October 16, 2003|Josh Friedman | Times Staff Writer

Getting a boost from the new bull market on Wall Street, online brokerage and lender E-Trade Financial Corp. said Wednesday that its third-quarter profit nearly tripled from a year earlier.

The Menlo Park, Calif., firm earned net income of $61 million, or 17 cents a share, up from $21 million, or 6 cents.

Revenue-producing trades surged 49% from a year earlier and 13% from the second quarter, to an average of about 132,000 a day.

"It looks like retail investors are back, and we're confident they are going to be here for a little while -- you can never say forever," E-Trade President R. Jarrett Lilien said.

Lilien said he didn't see the trading increase as a sign of a "speculative top" in the market, a prospect raised by some analysts. E-Trade customers "are investing responsibly," he said.

Investors are selling stocks and taking profits about as often as they are buying, Lilien said. He characterized as modest customers' increase in the use of borrowed funds, or "margin," to buy stocks. Total E-Trade margin debt outstanding was up 43% on Sept. 30 from a year earlier.

Trading in generally speculative Bulletin Board stocks, relative to all trades, was up about 4% from a year earlier.

The market rebound has given E-Trade investors bigger portfolios to work with: Its brokerage client assets were up 61% from a year ago, to $60.3 billion.

The robust housing market and low interest rates also aided E-Trade's latest results as mortgage loan originations climbed 33% to $1.4 billion in the quarter.

E-Trade raised profit guidance for all of 2003 to 40 to 48 cents a share, compared with a previous range of 22 to 27 cents.

E-Trade's shares, up 129% year to date, rose 5 cents to close at $11.13 on the New York Stock Exchange before the company issued its earnings report.

★ ★ ★ ★

→ **Written task 1**
Please swap "Target" for "Object" in the rows, starting at the first row and ending at the line that contains "column 665, row 201", and give those lines again with everything else unchanged.

→ **Data to process**

★ ★ ★ ★

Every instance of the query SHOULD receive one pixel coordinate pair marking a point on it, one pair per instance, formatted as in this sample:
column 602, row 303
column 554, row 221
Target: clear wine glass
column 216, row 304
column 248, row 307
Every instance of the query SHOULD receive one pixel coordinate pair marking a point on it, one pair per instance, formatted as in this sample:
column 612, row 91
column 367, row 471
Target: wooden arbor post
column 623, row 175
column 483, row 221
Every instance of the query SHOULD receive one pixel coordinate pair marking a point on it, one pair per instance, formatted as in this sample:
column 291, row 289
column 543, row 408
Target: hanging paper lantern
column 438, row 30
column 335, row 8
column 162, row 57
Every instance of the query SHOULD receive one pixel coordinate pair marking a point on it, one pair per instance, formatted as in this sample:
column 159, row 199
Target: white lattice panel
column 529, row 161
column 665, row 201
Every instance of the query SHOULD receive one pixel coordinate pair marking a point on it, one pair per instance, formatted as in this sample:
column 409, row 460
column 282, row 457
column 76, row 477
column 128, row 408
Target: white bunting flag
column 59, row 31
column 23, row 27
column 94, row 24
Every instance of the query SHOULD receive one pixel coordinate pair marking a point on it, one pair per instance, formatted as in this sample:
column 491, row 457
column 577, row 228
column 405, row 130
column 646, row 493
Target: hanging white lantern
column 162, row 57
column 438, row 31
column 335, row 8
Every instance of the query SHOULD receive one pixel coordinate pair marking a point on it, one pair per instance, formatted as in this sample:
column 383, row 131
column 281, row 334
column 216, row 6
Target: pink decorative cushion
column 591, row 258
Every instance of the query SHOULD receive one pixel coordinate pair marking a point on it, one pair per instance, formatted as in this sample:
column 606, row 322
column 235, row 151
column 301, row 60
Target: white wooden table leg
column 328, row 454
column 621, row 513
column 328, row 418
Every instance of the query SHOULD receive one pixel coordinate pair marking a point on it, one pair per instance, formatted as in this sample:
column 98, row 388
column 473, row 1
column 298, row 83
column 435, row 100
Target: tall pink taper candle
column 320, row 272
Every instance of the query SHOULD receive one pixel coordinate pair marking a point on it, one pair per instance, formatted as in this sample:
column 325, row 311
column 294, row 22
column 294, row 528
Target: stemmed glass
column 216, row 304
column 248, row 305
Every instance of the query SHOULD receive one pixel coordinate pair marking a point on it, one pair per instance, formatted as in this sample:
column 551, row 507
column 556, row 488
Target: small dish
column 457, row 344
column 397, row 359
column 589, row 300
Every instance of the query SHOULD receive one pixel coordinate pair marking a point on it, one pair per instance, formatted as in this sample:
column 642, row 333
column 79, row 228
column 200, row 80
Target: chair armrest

★ ★ ★ ★

→ **Written task 2**
List every percentage figure that appears in the E-Trade earnings story.

→ **Complete answer 1**
Every instance of the query SHOULD receive one pixel coordinate pair marking a point on it, one pair per instance, formatted as in this sample:
column 602, row 303
column 554, row 221
Object: clear wine glass
column 216, row 304
column 248, row 307
Every instance of the query SHOULD receive one pixel coordinate pair marking a point on it, one pair per instance, formatted as in this sample:
column 612, row 91
column 367, row 471
Object: wooden arbor post
column 623, row 175
column 483, row 221
Every instance of the query SHOULD receive one pixel coordinate pair marking a point on it, one pair per instance, formatted as in this sample:
column 291, row 289
column 543, row 408
Object: hanging paper lantern
column 438, row 30
column 335, row 8
column 162, row 57
Every instance of the query SHOULD receive one pixel coordinate pair marking a point on it, one pair per instance, formatted as in this sample:
column 159, row 199
Object: white lattice panel
column 529, row 161
column 665, row 201

→ **Complete answer 2**
49%
13%
43%
4%
61%
33%
129%